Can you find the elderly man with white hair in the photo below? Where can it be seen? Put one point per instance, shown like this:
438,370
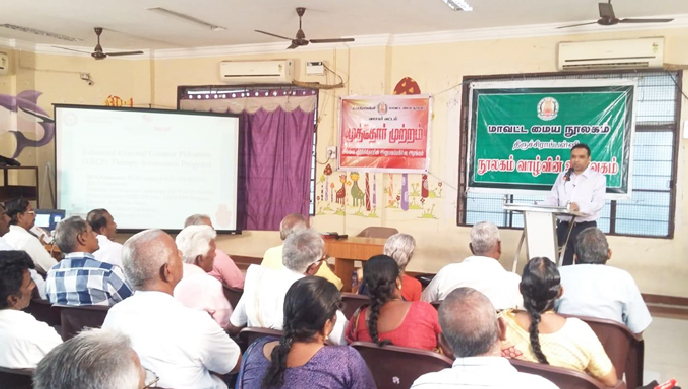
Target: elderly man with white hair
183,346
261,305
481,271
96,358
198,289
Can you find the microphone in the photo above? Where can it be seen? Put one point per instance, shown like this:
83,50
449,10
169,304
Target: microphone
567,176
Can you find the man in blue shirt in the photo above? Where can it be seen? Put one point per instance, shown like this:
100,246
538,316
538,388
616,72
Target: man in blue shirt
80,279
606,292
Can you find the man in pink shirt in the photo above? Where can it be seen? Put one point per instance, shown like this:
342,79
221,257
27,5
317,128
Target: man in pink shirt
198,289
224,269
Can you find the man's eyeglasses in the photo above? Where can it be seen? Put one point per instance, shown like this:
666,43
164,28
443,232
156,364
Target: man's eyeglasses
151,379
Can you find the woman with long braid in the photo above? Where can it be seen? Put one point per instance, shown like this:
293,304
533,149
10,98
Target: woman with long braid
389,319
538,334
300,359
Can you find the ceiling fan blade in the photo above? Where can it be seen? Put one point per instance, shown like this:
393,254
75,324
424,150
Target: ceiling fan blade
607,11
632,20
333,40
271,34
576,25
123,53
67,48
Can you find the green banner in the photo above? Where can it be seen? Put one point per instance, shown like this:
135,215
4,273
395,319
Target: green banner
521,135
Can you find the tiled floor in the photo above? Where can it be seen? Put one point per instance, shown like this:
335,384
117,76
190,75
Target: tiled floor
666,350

__________

# INSTRUCTIONS FOR THE TASK
Write out every line of the material above word for word, leaving out the pictures.

# THE SOLUTION
Can you find the elderly man with white hair in the photo below? Where can it be seen? Put one point per instance, shown like this:
438,370
Target: elderly man with white hair
183,346
261,305
481,271
96,358
198,289
Can you find the microphone in the photo above? Where can it be seen? Put one point per instance, shown like this:
83,50
449,10
169,304
Target: microphone
567,176
Can you find the man in blue shirt in the photo above? Where can it be seen? Put one point per instance, shown like this:
100,246
538,316
538,388
616,72
Target: man in blue shirt
80,279
606,292
Can you find the man in pink shirt in the photo above? Where can it be seen? Put one point per instance, shown like this:
342,79
221,257
27,5
317,128
Target: man in pink shirt
198,289
224,269
Can you find the man's eyeglasses in the photo above? Where can it be seen? Put one point per instance, shown like this:
666,43
164,28
443,232
156,364
Target: man's eyeglasses
151,379
Can you find the woman with long braid in the photo above? Where can it be seen? Put one point per instance, shown like this:
293,304
533,149
10,98
Target: woman with long braid
389,319
538,334
300,359
Can you find the ceiling fan blade in the photo above? Where can it be seen? Put one point per instance, shown like this:
393,254
75,324
424,150
Target: ceiling fan blade
607,11
632,20
333,40
271,34
576,25
123,53
67,48
Can you find the green banner in the photo above? Where can it be seen? Put one point per instance, shown like this:
135,215
4,273
395,319
Target: green banner
521,135
Can you find the tiled floor in the photo above? Where can it be seen? Put one point per instance, shown like this:
335,384
117,76
190,75
Target: tiled floor
666,350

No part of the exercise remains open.